##### Excerpt #####

Nganang, a Cameroonian, was born in 1970. He is a professor of Modern European Languages in the US. His first volume of poems, Elobi, appeared in 1995. He has also published several novels, the most famous of which was translated into English as Dog Days (2006). In its original French version, Temps de Chien won the Prix Marguerite Yourcenar in 2001, among other awards. His newest book is Manifeste d'une Nouvelle Litterature Africaine. Pour une Ecriture Preemptive', with Editions Homnispheres [Paris, 2007]

Necessary Doubt was delivered in Kigali, Rwanda, in July 2008, at a symposium on the Genocide of the Tutsi. This translation from the French by Cullen Goldblatt is published for the first time

   
     

 
 Necessary Doubt
The Skull of a Rwandan Genocide Victim

Making Words 
A writer does not make speeches; he writes. What is more, it is presumptuous of me to speak, when my experience of Rwanda is so brief. But nevertheless, I will say what I think. And what I am thinking about now, here, today, is the mandate to doubt, to doubt and always to doubt. Because it is fundamentally this injunction that drives my writing: doubt in the face of the clearly evident. A very necessary act when one knows, for example, that the Declaration of Independence of the United States, the country where I live, pronounced, “We hold these truths to be self-evident, that all men are created equal,” at the same moment that it accepted the enslavement of black people. So the question I will ask myself here is quite brief: what is a text? The response to this question appears to be self-evident - a text is the sum of written words on a page.  Text is what I, a writer, make, and it is what I engage with every day - writing words on a page. The definition is obvious since I have written seriously for the past fifteen years, and you, the writers gathered here, have certainly done so for many more than that.

##### Stored rows #####

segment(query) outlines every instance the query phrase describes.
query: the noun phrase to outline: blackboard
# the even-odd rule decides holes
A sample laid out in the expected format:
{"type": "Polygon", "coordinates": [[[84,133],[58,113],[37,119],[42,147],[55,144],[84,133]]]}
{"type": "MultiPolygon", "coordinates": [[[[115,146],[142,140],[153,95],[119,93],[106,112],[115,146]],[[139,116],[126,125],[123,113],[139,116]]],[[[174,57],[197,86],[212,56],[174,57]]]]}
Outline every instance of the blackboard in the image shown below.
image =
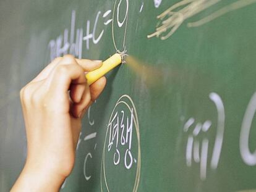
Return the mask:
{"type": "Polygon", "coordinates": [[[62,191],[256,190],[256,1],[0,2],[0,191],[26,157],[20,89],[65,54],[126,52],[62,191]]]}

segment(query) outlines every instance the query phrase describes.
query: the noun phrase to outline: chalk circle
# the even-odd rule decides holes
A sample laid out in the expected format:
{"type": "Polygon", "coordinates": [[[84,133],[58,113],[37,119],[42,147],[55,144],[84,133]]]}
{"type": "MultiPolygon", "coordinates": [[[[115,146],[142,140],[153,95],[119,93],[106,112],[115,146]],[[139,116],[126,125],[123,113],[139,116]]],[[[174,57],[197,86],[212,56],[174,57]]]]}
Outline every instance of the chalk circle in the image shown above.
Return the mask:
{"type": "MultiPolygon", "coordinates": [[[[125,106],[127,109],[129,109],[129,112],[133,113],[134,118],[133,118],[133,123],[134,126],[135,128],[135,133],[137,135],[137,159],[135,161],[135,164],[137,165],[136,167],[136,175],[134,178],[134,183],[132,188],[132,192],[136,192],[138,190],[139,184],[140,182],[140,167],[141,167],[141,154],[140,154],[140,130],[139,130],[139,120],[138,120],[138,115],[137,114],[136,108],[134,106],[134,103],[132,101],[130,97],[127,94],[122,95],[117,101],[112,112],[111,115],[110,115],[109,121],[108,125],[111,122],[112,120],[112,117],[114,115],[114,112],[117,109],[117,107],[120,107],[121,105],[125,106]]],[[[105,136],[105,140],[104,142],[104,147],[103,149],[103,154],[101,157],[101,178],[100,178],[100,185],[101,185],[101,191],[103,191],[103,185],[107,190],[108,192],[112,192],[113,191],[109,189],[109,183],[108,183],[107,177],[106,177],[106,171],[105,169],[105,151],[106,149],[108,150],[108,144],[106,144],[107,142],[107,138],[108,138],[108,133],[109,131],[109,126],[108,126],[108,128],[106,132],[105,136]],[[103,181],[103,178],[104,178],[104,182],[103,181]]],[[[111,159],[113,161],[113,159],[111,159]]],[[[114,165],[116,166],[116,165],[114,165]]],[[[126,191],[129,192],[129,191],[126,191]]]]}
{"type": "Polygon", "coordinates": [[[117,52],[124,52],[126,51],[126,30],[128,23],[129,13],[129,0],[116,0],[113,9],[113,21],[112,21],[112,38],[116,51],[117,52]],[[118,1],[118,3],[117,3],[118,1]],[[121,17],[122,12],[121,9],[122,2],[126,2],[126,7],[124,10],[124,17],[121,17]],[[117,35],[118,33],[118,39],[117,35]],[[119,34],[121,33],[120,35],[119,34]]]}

#####
##### Stored rows #####

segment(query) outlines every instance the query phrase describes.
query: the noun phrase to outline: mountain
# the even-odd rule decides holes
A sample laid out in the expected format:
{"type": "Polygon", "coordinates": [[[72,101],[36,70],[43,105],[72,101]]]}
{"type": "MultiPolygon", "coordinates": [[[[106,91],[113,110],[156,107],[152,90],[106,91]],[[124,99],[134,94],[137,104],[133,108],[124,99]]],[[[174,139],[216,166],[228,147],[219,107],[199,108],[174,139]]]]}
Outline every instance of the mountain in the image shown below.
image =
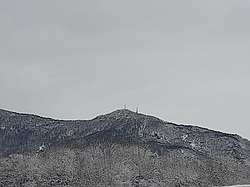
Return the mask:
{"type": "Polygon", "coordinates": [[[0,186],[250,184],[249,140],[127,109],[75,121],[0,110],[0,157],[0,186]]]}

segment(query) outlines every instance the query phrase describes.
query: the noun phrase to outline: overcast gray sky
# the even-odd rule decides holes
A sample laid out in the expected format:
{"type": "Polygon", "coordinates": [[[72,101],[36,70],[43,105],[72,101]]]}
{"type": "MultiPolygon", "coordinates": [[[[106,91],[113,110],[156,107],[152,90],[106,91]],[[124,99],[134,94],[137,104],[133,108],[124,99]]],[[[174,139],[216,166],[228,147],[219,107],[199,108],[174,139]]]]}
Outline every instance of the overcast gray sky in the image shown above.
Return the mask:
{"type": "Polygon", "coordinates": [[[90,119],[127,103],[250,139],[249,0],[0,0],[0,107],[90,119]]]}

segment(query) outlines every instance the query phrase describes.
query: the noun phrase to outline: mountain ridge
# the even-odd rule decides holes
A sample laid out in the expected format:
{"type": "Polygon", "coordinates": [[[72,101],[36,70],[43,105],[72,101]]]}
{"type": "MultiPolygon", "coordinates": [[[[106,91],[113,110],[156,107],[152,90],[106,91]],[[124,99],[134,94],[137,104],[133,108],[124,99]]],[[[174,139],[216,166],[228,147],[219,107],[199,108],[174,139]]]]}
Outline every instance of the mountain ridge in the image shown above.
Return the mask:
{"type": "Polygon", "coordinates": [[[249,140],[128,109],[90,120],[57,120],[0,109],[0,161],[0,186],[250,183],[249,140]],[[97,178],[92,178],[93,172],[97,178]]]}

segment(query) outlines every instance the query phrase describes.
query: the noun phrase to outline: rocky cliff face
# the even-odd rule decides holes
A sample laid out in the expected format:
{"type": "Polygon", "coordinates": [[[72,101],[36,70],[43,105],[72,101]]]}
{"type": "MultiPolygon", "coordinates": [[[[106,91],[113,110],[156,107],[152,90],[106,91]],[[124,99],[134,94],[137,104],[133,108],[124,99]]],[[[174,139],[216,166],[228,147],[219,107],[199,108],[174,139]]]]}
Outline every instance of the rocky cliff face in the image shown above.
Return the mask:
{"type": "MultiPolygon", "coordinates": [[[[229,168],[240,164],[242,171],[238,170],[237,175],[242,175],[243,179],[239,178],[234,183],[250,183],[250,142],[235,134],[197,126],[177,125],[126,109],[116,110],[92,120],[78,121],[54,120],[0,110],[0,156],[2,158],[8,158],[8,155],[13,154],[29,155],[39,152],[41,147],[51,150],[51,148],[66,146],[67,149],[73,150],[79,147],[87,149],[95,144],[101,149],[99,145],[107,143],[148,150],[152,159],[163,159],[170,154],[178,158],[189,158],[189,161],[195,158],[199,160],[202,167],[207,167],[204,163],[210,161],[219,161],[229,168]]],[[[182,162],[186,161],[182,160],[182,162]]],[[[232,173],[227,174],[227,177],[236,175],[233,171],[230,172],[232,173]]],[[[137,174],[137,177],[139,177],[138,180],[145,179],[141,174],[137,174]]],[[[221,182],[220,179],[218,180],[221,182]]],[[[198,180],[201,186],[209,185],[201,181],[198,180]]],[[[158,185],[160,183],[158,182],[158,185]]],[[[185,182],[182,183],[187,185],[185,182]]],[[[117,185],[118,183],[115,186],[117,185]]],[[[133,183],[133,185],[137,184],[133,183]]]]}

#####

• **Given task 1**
According to the Necessary Doubt excerpt, where and when was Necessary Doubt delivered?
• **Given task 2**
Continue the Necessary Doubt excerpt, picking up right after its final sentence.

• **Written reply 1**
It was delivered in Kigali, Rwanda, in July 2008, at a symposium on the Genocide of the Tutsi.

• **Written reply 2**
In truth, we all engage in intellectual activity in order to repeat the obvious facts that have been placed before us: to make the texts, the letters, the pages, all multiply. To write them one must use one’s hands, and one’s head as well, the body therefore - sometimes the legs, even the chest and the genitals… in short, one’s whole body. I have yet to see a corpse write texts, so I think it perhaps wise to assume that a text implies a life. What self-evident facts! In reality, if one is an African of my generation, there are a number of other matters that are also evident, and about which we reflect very little, as little as we reflect upon what constitutes a text; a bit like children before a dancing fire.  It is evident for example that we were each born in a republic, in the case of most of us that is. But is it truly evident that we are citizens? It is also evident that the republics in which we were born were independent – but is it truly so evident that we are free?  Meanwhile it has become self-evident that our states are mortal; while our parents saw the birth of fifty African states during the ‘60s, we have seen a good dozen of these states die, including states of our dear Africa such as Somalia and Sudan. An ultimate lesson in historical humility, if indeed it is that!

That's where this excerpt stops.